Directions for this task: Pick out every row below that contains the string "building" and copy each one in full. Case counts.

Records provided:
======

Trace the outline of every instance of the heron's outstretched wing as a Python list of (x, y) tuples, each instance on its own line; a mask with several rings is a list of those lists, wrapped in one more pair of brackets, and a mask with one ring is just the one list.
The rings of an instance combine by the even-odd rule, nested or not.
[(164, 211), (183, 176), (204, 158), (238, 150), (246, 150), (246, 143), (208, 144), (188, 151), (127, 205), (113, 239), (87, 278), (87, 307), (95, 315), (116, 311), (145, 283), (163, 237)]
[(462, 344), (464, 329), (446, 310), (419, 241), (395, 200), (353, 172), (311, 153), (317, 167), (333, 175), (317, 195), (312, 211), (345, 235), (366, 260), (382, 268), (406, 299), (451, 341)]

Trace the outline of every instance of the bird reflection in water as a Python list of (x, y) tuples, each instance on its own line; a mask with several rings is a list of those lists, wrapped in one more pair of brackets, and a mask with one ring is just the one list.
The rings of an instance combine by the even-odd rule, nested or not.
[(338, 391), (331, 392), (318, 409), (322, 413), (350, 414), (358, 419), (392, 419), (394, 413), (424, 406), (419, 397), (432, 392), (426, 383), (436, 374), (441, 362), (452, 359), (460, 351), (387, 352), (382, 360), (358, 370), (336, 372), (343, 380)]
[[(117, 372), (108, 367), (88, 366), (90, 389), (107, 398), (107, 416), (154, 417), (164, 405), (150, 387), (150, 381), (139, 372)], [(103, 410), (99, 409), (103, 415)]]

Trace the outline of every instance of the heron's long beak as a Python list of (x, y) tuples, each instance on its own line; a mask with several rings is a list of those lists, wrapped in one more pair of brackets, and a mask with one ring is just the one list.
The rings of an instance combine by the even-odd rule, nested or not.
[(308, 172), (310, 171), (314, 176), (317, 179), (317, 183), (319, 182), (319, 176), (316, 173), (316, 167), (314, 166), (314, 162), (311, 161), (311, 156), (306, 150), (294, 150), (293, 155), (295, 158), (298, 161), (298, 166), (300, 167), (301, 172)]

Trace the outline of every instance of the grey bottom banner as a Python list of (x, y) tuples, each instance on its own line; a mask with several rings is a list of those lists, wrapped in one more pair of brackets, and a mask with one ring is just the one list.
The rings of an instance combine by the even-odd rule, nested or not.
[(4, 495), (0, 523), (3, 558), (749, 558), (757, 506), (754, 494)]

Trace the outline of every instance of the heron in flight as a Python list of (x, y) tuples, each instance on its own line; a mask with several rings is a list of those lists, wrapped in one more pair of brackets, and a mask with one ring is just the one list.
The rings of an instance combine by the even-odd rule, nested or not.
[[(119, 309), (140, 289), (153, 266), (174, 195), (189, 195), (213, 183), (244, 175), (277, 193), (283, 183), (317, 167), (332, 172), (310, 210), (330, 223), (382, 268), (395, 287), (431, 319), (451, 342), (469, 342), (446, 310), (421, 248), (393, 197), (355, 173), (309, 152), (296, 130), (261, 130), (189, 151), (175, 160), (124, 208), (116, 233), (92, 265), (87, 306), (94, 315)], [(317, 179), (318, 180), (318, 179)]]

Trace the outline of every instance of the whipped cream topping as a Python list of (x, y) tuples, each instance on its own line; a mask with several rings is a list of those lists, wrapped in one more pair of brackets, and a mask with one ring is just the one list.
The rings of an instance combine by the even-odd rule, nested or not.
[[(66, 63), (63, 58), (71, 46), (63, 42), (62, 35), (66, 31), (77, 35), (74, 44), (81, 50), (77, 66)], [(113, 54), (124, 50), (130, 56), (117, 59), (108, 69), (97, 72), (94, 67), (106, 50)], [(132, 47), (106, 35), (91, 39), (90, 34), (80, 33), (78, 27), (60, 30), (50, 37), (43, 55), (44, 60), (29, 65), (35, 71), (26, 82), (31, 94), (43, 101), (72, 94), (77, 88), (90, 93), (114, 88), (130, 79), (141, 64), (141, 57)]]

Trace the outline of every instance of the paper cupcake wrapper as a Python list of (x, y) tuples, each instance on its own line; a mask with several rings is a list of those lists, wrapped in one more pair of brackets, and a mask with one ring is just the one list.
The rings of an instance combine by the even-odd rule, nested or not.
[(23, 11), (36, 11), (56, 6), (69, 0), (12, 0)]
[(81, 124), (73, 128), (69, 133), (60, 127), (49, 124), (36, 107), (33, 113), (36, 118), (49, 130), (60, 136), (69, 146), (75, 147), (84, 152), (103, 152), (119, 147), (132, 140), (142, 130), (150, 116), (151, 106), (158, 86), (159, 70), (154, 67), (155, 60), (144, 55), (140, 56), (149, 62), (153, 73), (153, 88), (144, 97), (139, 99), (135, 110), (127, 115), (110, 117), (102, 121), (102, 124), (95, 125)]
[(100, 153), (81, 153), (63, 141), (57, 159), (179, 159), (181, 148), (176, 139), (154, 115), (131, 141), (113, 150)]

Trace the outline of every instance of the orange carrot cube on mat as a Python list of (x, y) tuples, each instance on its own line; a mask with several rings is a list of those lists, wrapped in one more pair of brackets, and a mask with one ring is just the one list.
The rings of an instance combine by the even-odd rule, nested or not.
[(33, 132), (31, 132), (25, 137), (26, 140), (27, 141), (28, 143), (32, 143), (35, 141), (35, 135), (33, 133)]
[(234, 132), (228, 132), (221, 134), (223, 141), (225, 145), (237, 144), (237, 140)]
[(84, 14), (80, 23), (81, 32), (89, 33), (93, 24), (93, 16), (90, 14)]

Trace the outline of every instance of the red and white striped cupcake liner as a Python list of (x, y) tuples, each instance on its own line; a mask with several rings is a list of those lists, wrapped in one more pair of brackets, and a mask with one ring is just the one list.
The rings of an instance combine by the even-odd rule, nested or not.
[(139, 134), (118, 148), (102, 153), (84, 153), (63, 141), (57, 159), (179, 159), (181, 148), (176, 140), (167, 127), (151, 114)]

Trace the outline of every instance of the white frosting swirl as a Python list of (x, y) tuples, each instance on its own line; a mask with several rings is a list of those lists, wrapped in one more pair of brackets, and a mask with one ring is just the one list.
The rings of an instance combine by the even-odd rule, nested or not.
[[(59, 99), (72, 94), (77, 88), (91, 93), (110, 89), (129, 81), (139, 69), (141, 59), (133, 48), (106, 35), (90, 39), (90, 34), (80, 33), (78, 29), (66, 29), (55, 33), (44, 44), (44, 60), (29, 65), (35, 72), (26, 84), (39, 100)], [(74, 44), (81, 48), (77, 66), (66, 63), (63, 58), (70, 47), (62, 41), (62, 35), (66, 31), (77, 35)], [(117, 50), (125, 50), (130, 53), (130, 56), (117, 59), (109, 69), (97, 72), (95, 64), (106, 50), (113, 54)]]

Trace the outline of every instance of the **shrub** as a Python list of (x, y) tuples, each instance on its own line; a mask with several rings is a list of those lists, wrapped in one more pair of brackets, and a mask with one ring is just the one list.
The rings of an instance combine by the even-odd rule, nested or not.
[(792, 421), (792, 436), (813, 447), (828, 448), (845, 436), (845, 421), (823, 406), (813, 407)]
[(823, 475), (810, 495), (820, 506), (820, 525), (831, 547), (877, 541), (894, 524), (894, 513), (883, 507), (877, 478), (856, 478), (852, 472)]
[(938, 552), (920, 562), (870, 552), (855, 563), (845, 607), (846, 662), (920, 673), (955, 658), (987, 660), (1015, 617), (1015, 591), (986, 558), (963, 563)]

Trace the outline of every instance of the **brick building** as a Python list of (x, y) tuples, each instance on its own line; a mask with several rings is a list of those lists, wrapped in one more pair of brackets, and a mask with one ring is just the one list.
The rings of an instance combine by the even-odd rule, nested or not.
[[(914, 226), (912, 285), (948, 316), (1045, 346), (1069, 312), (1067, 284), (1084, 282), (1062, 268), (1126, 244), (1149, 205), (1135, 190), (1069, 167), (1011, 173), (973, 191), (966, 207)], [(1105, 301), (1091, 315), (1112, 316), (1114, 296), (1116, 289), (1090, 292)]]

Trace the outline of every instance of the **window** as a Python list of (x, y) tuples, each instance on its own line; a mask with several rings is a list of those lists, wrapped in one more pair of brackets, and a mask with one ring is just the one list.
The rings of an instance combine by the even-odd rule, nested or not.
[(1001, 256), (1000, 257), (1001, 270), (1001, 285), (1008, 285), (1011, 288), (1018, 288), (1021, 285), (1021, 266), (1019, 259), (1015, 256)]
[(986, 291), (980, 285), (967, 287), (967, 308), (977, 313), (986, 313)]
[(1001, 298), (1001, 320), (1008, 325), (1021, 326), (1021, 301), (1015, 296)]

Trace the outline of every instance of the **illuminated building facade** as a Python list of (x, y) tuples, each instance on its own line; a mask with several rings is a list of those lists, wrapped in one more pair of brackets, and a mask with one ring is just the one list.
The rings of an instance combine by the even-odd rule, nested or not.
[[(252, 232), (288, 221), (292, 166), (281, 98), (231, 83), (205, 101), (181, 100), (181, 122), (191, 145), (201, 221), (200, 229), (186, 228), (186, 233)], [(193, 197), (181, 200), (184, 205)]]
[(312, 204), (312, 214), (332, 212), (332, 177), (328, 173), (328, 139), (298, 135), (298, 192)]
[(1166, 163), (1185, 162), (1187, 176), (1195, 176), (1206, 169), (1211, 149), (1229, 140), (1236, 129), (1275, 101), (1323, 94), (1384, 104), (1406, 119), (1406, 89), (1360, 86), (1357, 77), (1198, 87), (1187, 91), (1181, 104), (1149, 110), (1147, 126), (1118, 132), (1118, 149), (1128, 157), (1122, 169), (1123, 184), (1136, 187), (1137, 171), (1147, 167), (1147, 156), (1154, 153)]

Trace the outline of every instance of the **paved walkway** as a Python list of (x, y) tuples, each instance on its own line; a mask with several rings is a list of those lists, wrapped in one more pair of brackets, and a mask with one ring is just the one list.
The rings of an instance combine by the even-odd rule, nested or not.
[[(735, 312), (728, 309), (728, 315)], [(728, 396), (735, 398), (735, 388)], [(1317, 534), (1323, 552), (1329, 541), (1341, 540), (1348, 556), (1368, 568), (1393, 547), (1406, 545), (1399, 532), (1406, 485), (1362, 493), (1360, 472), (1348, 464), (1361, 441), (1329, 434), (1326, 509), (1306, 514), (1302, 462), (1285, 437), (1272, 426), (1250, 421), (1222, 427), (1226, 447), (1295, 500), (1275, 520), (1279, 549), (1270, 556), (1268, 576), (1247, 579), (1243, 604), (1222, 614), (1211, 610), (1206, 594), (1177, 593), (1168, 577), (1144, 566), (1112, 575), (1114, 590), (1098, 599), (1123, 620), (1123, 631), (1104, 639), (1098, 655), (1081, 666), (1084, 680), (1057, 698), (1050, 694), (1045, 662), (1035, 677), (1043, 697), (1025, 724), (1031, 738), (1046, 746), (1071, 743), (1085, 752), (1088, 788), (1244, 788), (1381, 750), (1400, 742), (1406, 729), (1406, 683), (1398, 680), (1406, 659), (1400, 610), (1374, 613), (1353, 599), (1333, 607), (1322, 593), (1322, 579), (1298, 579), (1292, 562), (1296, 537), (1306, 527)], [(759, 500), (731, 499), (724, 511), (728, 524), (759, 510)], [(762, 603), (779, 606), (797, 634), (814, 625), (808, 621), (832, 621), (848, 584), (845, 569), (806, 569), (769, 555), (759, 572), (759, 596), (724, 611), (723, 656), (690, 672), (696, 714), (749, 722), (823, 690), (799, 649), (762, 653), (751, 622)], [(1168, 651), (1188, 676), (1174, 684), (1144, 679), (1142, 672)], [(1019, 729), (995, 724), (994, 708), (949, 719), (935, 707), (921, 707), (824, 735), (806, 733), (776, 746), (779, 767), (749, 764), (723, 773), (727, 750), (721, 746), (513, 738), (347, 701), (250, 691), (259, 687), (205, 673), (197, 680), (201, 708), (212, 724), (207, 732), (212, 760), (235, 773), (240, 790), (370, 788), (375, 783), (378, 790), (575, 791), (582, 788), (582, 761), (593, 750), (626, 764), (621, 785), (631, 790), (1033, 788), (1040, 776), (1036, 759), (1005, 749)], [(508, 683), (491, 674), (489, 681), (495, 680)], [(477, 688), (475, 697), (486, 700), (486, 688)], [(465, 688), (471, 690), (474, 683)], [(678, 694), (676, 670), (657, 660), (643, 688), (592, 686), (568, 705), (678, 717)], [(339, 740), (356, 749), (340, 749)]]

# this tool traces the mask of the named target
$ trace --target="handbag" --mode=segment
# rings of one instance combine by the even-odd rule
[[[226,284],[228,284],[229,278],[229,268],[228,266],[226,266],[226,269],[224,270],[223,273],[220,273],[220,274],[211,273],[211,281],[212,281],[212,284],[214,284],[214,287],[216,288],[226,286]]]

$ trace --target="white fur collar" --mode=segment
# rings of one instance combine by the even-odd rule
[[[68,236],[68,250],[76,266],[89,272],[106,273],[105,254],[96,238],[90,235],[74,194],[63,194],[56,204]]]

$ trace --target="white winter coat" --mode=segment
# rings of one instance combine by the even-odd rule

======

Answer in full:
Trace the outline of every instance of the **brick building** as a Python list of (x, y) tuples, each instance on its own line; a mask with several rings is a list of those lists, wrapped in one more pair of brackets, and a mask with one ring is just the one list.
Trace the outline of every instance of the **illuminated building facade** as a Python list of (x, y) tuples, each instance on its own line; a mask with several rings is a list of those lists, wrapped in one more pair of brackets, and a mask with one ring is just the one list.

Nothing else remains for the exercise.